* [Texte]

>>>

# Apparition d'un trait rouge sur mon écran



## chilber (2 Juin 2012)

Bonjour à tous,

Je n'ai pas encore parcouru tout le forum donc désolé si quelqu'un à déjà posé le même type de question.
Voila sa va faire 3 ans au mois de décembre que j'ai mon IMac et aujourd'hui j'ai la désagréable surprise en allumant mon ordinateur ce matin de voir un trait rouge parcourant mon écran du bah jusqu'au milieu de mon écran. 
De plus ce trait change de couleur elle deviens bleu sur un fond clair.
Donc je voulais savoir si quelqu'un savais d'ou sa aurait pu venir et si quelqu'un savait comment l'enlever ^^"
Voilà merci d'avance et encore une fois désolé si vous avez déjà vu ce poste sur le forum


----------



## Th__72 (2 Juin 2012)

Bonsoir

J'ai déjà vu ce problème régulièrement sur des vieux iMac (G5 et Aluminium de 2007), et ça venait de la carte graphique. Comme elle est reliée à la carte mère, le remplacement coûtait plus cher que l'ordi:rose:

Mais avant tout, as-tu fais un Apple Hardware Test voir d'où vient le problème ?


----------



## chilber (2 Juin 2012)

non je n'ai pas fait d'Apple Hardware Test en faite je ne sais absolument pas se que s'est et comment on fait ^^"


----------



## C@cTuS (3 Juin 2012)

Surement l' écran et non la carte video .  
Une petite photo ?


----------



## chilber (3 Juin 2012)

<<<

* [Consigne] Reprenez le passage de la discussion qui s'ouvre sur les mots « Voilà merci d'avance » et se clôt sur « le problème ? », en y remplaçant « carte graphique » par « puce graphique ».

* [Lignes extraites]
>>>

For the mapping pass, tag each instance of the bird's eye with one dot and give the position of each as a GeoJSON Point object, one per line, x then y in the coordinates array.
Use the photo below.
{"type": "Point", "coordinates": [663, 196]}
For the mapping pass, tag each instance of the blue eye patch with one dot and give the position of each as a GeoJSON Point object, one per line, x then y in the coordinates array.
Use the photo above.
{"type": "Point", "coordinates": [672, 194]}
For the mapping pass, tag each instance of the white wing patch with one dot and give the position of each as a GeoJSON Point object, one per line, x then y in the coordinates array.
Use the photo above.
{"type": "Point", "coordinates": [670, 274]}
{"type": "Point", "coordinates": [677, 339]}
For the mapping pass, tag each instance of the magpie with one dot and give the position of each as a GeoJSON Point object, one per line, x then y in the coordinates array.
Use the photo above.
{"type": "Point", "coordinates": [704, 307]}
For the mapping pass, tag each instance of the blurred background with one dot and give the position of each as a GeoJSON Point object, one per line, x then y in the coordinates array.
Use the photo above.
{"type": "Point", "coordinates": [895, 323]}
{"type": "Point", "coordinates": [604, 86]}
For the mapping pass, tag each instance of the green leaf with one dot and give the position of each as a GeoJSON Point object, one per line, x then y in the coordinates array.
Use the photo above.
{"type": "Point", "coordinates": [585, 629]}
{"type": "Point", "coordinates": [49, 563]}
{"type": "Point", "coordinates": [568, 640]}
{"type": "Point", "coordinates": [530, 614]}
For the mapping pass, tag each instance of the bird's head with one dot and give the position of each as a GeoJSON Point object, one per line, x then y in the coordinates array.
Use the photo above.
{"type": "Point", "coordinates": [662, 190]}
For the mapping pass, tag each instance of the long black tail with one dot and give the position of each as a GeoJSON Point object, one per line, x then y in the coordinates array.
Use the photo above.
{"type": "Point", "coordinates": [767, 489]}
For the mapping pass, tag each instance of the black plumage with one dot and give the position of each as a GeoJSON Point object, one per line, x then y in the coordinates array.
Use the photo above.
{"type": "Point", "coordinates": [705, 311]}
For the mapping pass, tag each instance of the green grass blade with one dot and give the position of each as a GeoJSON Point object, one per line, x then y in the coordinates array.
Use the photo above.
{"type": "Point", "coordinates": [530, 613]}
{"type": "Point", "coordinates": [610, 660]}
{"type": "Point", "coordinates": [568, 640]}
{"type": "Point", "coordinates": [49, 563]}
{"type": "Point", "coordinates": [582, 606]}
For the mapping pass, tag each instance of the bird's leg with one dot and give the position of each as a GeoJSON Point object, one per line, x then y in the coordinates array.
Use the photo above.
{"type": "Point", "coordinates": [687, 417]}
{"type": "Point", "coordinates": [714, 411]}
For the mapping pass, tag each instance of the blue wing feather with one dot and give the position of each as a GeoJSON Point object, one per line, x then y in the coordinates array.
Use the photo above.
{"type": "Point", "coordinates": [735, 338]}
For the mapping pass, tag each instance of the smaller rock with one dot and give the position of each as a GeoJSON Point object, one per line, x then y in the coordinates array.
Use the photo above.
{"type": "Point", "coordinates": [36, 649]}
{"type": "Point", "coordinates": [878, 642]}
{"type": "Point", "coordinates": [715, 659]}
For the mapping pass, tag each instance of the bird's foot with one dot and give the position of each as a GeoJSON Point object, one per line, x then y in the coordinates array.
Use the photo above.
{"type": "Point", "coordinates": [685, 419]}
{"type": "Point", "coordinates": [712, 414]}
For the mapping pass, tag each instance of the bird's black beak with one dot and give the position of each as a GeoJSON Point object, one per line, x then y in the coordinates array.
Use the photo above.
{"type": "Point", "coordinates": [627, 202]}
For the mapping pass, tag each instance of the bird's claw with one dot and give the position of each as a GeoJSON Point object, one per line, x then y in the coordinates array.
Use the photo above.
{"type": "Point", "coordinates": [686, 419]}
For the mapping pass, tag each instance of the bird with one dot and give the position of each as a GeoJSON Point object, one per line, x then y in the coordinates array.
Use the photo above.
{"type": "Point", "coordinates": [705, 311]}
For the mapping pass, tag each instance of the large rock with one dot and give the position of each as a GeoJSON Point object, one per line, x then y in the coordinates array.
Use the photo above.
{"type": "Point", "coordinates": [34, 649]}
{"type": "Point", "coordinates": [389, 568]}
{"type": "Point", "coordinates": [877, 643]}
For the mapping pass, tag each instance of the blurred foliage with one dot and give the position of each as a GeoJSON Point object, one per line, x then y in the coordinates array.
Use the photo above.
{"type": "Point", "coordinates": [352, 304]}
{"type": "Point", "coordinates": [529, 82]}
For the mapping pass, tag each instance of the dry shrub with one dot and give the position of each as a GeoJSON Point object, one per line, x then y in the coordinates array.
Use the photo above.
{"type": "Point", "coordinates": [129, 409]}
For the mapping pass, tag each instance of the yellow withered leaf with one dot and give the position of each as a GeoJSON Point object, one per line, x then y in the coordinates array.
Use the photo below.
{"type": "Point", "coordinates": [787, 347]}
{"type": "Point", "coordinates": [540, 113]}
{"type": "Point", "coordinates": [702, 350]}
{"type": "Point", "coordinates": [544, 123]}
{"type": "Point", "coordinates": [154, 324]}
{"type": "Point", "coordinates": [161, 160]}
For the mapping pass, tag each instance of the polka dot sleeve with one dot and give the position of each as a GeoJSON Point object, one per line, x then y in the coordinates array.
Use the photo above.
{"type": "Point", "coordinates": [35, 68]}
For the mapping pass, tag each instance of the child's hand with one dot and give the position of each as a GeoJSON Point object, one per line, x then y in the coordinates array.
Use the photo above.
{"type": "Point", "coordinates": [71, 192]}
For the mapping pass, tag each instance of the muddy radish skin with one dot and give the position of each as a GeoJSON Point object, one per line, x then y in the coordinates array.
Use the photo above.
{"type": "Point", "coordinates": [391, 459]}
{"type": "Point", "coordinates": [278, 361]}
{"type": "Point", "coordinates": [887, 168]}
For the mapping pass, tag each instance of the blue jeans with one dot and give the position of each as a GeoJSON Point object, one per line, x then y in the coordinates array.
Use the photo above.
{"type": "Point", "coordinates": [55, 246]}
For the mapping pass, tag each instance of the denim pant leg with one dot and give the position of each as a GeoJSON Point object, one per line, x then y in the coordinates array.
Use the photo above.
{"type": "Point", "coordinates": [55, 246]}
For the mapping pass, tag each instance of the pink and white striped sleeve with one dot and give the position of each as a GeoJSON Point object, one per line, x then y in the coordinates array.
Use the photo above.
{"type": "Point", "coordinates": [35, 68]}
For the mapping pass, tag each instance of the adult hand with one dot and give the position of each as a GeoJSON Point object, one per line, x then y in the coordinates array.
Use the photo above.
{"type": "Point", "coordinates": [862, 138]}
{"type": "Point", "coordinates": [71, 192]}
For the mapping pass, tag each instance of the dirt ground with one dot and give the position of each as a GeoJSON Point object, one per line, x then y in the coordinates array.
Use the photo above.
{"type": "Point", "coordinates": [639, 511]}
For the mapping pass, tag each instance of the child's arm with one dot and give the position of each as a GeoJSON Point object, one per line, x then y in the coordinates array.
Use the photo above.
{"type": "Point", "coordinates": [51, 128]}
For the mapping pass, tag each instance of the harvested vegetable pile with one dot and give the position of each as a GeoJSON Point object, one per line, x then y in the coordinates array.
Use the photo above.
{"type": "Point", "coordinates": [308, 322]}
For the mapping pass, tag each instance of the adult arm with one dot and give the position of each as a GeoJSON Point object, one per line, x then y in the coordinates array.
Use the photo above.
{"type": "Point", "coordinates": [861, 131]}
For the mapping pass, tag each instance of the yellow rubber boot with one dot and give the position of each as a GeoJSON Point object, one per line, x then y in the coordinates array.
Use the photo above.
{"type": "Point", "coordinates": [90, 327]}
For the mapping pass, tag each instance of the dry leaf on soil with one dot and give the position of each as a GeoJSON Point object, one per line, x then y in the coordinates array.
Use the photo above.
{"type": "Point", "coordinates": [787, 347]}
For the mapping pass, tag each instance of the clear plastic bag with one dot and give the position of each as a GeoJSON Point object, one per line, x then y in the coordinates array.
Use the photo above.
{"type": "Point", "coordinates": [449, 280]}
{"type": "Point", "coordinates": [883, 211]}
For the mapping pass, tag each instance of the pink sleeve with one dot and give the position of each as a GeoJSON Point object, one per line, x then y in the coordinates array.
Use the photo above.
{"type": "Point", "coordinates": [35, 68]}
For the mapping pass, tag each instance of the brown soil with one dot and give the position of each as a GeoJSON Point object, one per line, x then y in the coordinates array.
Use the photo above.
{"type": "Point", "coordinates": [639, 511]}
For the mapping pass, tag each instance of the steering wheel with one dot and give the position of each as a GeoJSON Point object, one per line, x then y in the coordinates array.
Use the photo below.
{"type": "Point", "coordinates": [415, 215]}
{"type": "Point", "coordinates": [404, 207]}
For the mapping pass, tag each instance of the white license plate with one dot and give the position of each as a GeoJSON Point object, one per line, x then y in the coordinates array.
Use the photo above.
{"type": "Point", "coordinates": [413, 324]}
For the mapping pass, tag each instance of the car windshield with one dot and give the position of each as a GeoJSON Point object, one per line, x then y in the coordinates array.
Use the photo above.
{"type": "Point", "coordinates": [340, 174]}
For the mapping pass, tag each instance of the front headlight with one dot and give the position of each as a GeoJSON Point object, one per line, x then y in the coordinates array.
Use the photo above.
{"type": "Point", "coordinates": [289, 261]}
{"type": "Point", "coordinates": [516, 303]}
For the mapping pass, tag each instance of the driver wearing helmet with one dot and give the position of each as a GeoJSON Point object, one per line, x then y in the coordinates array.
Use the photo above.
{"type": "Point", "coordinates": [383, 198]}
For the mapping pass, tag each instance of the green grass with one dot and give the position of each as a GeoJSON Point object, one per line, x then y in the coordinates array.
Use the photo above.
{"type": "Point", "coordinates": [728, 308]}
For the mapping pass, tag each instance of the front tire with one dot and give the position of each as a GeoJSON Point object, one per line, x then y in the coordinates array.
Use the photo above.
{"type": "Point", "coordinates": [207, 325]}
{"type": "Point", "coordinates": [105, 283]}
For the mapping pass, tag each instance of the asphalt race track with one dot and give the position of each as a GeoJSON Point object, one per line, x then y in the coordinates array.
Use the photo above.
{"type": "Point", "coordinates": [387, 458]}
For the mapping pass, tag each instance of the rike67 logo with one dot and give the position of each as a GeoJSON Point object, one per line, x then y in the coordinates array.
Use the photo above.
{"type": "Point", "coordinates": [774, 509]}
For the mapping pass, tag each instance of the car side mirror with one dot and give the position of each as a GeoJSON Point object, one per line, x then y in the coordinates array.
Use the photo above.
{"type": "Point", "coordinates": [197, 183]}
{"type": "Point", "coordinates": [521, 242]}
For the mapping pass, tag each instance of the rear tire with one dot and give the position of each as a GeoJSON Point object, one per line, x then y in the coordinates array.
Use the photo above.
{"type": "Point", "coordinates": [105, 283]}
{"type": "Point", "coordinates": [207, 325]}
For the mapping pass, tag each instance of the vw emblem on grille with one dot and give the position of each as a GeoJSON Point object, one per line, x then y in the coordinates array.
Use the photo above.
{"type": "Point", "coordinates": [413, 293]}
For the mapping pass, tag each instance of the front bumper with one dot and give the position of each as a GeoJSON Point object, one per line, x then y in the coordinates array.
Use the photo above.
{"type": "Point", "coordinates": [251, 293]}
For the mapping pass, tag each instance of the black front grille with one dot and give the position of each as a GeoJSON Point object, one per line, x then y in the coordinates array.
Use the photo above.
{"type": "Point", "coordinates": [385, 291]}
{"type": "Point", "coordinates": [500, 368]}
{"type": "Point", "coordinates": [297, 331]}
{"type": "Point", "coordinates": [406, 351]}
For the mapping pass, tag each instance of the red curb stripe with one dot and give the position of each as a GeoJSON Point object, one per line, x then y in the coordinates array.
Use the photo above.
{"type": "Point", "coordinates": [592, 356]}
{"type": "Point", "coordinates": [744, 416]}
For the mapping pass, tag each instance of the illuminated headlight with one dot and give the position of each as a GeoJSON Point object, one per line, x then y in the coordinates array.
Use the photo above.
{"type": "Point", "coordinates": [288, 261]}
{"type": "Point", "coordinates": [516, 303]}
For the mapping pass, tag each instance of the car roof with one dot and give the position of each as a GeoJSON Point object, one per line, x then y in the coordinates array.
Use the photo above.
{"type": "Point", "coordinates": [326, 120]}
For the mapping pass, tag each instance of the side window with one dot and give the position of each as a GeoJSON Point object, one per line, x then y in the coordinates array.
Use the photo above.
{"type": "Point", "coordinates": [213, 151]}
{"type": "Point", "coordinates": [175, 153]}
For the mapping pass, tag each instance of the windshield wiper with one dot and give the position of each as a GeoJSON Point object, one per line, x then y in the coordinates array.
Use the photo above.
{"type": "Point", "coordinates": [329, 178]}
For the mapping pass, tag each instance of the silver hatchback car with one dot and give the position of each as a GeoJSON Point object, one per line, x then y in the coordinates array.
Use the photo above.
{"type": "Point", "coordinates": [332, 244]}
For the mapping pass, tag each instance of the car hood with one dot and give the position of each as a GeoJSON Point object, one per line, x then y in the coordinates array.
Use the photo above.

<<<

* [Réponse]
Voilà merci d'avance et encore une fois désolé si vous avez déjà vu ce poste sur le forum


----------



## Th__72 (2 Juin 2012)

Bonsoir

J'ai déjà vu ce problème régulièrement sur des vieux iMac (G5 et Aluminium de 2007), et ça venait de la puce graphique. Comme elle est reliée à la carte mère, le remplacement coûtait plus cher que l'ordi:rose:

Mais avant tout, as-tu fais un Apple Hardware Test voir d'où vient le problème ?